Items listed in a dataset

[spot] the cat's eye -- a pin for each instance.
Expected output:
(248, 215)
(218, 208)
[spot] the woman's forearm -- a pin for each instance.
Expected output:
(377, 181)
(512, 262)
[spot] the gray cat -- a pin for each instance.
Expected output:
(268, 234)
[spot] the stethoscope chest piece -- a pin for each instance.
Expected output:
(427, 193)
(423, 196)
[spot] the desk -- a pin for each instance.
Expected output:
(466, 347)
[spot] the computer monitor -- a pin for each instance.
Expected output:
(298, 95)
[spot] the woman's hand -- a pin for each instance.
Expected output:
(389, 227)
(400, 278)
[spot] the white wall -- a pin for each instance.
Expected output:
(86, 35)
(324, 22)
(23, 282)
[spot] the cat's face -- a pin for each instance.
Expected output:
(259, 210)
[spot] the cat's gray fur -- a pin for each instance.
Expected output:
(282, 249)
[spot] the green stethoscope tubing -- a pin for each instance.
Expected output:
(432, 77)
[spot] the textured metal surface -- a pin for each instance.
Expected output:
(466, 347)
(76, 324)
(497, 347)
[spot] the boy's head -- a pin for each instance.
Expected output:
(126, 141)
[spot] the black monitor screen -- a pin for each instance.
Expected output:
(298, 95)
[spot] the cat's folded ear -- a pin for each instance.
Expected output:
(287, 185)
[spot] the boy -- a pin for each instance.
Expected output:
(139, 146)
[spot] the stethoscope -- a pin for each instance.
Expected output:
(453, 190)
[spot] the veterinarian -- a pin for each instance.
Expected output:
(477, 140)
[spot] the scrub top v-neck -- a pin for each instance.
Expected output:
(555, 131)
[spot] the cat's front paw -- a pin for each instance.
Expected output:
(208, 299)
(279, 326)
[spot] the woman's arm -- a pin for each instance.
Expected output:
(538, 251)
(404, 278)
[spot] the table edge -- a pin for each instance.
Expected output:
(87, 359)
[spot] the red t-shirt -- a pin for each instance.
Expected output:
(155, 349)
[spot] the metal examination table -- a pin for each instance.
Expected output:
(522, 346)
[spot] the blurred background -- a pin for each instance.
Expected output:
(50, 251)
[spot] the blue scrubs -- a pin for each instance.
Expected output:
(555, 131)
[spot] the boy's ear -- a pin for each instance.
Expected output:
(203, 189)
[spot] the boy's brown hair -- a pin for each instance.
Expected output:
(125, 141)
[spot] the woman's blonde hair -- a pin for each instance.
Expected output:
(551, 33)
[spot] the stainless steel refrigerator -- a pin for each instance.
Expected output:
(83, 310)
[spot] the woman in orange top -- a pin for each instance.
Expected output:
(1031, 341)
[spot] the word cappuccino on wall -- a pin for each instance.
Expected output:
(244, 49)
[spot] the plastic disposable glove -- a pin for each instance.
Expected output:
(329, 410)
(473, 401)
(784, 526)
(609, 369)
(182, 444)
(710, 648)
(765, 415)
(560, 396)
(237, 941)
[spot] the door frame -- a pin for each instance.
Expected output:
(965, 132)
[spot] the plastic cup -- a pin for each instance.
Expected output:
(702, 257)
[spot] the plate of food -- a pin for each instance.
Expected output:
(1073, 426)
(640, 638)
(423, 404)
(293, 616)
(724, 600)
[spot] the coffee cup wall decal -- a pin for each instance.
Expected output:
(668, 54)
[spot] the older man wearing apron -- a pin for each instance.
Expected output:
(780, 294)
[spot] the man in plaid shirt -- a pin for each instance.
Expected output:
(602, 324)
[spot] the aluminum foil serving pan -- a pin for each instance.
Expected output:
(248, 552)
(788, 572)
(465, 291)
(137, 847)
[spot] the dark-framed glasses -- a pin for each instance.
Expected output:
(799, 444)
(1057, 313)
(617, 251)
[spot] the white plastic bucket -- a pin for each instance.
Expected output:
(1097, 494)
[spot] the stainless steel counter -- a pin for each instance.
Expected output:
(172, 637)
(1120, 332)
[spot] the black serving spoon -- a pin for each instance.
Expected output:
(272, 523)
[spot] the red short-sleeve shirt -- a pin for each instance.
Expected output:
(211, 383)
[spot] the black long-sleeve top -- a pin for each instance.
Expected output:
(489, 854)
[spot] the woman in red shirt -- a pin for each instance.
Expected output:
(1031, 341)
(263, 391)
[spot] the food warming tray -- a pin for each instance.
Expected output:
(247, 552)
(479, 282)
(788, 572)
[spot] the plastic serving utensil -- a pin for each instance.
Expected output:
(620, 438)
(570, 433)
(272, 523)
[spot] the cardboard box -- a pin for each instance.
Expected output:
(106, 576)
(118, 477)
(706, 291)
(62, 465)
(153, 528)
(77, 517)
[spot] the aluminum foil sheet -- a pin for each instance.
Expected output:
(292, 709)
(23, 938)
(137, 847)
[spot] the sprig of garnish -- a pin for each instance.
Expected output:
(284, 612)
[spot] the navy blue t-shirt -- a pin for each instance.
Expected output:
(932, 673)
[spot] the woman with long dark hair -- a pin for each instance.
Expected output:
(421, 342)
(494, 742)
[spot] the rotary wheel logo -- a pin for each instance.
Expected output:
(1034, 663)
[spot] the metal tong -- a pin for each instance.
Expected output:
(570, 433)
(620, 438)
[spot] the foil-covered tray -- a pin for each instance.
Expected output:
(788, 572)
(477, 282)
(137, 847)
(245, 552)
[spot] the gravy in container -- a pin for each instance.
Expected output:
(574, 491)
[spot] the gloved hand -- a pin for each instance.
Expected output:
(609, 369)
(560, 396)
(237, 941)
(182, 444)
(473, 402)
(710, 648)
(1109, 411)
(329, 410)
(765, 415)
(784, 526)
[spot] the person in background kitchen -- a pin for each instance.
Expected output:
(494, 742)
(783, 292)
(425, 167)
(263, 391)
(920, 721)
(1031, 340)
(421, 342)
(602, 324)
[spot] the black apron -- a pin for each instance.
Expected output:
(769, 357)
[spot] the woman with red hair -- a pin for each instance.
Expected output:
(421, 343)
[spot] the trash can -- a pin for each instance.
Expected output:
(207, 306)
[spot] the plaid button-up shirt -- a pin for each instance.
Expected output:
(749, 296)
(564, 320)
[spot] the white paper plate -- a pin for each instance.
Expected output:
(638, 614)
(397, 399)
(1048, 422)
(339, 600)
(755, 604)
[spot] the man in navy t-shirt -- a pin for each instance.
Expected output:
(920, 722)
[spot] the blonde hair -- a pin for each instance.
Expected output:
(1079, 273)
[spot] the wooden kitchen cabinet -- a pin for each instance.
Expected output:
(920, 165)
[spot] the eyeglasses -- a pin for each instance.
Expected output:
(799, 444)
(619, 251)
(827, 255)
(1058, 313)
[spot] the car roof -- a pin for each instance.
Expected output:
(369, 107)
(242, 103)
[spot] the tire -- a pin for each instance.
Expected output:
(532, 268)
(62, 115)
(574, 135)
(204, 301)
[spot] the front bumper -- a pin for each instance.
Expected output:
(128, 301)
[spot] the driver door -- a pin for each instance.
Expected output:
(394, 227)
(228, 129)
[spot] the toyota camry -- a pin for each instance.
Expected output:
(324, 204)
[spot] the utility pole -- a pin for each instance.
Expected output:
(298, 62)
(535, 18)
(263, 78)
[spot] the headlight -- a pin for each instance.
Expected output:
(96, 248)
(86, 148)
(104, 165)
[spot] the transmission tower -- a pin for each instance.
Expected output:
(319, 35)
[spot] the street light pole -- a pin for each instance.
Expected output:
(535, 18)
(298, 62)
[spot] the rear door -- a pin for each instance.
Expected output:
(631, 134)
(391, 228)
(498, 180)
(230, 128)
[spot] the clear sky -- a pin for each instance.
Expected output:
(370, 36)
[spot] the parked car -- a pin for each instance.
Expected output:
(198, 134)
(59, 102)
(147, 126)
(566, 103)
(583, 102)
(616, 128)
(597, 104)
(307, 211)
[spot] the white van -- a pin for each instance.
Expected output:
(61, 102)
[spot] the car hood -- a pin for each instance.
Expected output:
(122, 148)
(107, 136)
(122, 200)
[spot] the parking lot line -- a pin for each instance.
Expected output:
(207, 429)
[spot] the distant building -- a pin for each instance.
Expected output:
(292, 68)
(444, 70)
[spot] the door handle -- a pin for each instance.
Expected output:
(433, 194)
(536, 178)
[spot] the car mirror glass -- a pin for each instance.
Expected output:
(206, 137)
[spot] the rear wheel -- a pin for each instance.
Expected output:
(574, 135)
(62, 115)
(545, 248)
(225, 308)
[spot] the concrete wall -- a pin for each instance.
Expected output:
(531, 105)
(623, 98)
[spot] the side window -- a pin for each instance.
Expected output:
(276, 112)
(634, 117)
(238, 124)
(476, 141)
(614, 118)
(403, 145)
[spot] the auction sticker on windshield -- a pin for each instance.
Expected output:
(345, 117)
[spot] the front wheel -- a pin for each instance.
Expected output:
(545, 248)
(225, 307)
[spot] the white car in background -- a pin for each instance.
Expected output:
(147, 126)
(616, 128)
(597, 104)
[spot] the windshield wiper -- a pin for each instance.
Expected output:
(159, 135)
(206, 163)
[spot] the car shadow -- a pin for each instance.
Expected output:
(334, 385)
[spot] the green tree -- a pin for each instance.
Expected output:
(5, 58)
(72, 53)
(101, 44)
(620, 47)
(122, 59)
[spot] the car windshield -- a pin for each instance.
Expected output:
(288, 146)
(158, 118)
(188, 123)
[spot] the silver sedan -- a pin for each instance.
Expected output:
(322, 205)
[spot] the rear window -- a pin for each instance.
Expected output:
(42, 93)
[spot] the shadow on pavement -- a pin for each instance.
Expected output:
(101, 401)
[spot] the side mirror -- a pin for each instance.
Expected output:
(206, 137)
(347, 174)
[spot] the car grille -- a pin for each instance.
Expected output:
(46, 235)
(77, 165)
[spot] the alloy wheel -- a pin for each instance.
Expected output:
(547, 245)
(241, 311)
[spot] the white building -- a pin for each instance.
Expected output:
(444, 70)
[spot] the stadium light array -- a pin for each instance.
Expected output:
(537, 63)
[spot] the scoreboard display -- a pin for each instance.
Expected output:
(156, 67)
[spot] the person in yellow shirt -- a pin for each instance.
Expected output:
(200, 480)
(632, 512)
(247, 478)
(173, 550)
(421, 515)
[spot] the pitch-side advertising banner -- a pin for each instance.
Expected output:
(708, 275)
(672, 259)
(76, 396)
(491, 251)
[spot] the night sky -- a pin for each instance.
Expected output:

Activity:
Look back at the data above. Transcribe exactly the lines starting at the line that contains "[spot] the table" and ending at the line that contains "[spot] the white plastic".

Solution for this exercise:
[spot] the table edge -- a pin for each instance.
Expected output:
(87, 359)
[spot] the red t-shirt -- a pin for each instance.
Expected output:
(155, 349)
[spot] the metal examination table -- a pin for each instance.
Expected output:
(522, 346)
[spot] the blurred background -- a pin for each instance.
Expected output:
(50, 251)
[spot] the blue scrubs -- a pin for each instance.
Expected output:
(555, 131)
[spot] the boy's ear -- a pin for each instance.
Expected output:
(203, 189)
[spot] the boy's brown hair -- a pin for each instance.
Expected output:
(125, 141)
[spot] the woman's blonde hair -- a pin for each instance.
Expected output:
(551, 33)
[spot] the stainless steel refrigerator -- a pin for each instance.
Expected output:
(83, 310)
[spot] the woman in orange top -- a pin for each instance.
Expected output:
(1031, 341)
[spot] the word cappuccino on wall -- a pin for each instance.
Expected output:
(244, 49)
[spot] the plastic disposable glove -- a pin for each instance.
Expected output:
(329, 410)
(473, 401)
(784, 526)
(609, 369)
(182, 444)
(710, 648)
(765, 415)
(560, 396)
(237, 941)
[spot] the door frame -- a pin for each instance.
Expected output:
(965, 132)
[spot] the plastic cup -- a pin for each instance.
Expected output:
(702, 257)
[spot] the plate of food -- a pin for each instance.
Expected output:
(1073, 426)
(640, 638)
(423, 404)
(293, 616)
(724, 600)
[spot] the coffee cup wall decal -- a pin for each instance.
Expected output:
(668, 54)
[spot] the older man wearing apron -- a pin for each instance.
Expected output:
(780, 294)
[spot] the man in plaid shirt -- a pin for each instance.
Expected output:
(602, 324)
[spot] the aluminum foil serving pan -- a pin for each instance.
Expected output:
(248, 552)
(788, 572)
(465, 291)
(137, 847)
[spot] the dark-framed glasses -- a pin for each instance.
Expected output:
(799, 444)
(1057, 313)
(617, 251)
[spot] the white plastic bucket -- a pin for each instance.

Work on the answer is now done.